Key-Based Compaction Strategies

Effective Key Design Patterns:

public class CompactionKeyStrategies {

    // Pattern 1: Entity state management
    void entityStateKeys() {
        // Key: user_id
        // Value: Complete user state (JSON/Avro)
        // Result: Latest state per user maintained

        String key = "user_123";
        UserState value = UserState.builder()
            .userId("user_123")
            .email("user@example.com")
            .lastLogin(Instant.now())
            .build();
    }

    // Pattern 2: Configuration management
    void configurationKeys() {
        // Key: config_category:setting_name
        // Value: Setting value
        // Result: Latest config per setting

        String key = "database:connection_timeout";
        String value = "30000";
    }

    // Pattern 3: State machine events (anti-pattern)

## Exercise prompt:
Please write the next part of the compaction key strategies text, starting right after the comment that introduces Pattern 3. The material after this point comes from a different source.

A block of data:

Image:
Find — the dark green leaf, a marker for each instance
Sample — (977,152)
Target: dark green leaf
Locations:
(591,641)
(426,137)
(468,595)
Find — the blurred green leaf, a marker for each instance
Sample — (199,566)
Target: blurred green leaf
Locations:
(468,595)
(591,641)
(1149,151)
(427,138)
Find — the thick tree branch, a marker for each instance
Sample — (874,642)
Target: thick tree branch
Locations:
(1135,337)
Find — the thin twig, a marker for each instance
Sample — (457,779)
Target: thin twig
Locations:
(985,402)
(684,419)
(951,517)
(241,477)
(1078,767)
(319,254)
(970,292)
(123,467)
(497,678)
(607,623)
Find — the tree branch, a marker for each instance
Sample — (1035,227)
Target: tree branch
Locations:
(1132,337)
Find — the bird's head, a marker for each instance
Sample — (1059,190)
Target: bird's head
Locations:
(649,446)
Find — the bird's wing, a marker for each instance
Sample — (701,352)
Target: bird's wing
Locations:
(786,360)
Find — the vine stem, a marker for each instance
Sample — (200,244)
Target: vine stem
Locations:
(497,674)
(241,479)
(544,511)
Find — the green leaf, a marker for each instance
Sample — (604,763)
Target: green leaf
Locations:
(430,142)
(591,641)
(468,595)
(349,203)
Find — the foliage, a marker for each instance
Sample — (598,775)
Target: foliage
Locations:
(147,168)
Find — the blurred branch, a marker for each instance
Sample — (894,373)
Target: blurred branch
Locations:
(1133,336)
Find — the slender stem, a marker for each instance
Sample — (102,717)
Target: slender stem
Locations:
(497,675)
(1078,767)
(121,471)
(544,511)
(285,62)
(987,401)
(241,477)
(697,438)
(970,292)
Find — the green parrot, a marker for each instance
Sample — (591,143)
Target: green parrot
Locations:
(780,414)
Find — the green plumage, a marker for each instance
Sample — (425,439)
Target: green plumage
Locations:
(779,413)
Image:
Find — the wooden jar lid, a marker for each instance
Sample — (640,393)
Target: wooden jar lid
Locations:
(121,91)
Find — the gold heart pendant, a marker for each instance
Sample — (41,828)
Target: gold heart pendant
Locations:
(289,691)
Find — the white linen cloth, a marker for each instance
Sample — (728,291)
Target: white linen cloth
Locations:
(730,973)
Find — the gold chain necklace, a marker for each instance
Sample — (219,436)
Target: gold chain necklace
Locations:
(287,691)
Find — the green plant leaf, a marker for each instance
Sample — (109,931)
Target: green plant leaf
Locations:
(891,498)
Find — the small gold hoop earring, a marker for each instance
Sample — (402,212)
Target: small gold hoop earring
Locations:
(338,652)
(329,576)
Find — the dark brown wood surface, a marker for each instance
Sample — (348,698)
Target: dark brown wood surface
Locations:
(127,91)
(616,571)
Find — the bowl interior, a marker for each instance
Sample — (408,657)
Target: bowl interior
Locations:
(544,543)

## Solved exercise:
    void stateMachineAntiPattern() {
        // WRONG: State transition events with timestamp keys
        // Key: user_123:timestamp  ← Each event has unique key
        // Result: No compaction benefit, all events retained

        // CORRECT: Current state with entity key
        // Key: user_123  ← Same key for all state updates
        // Result: Only latest state retained
    }
}

Segment Management and Cleanup

Segment Lifecycle Management

Segment Creation and Rollover:

Segment Lifecycle
Active Segment Sealed Segment Eligible for Cleanup
  
  
 Rollover  Time/Size 
 .log  Triggers:  .log (sealed) Triggers:  .log (old) 
 .index  • Size  .index retention .index 
 .timeindex  • Time  .timeindex  • compact  .timeindex 
 • Force  

Production Segment Configuration:

# Segment size management
log.segment.bytes=1073741824        # 1GB segments (balance between size & granularity)
log.index.size.max.bytes=10485760   # 10MB index files
log.index.interval.bytes=4096       # Index entry every 4KB

# Segment time management
log.segment.ms=86400000             # 24h segments (daily rollover)
log.roll.jitter.ms=3600000          # 1h jitter (spread rollover load)

# Segment cleanup optimization
log.retention.check.interval.ms=300000  # Check every 5 minutes
log.segment.delete.delay.ms=60000        # 1 minute delay before deletion

File System Layout and Optimization

Kafka Directory Structure:

# Optimal file system layout
/var/kafka-logs/
├── topic-partition-0/
   ├── 00000000000000000000.log        # Segment 0 (oldest)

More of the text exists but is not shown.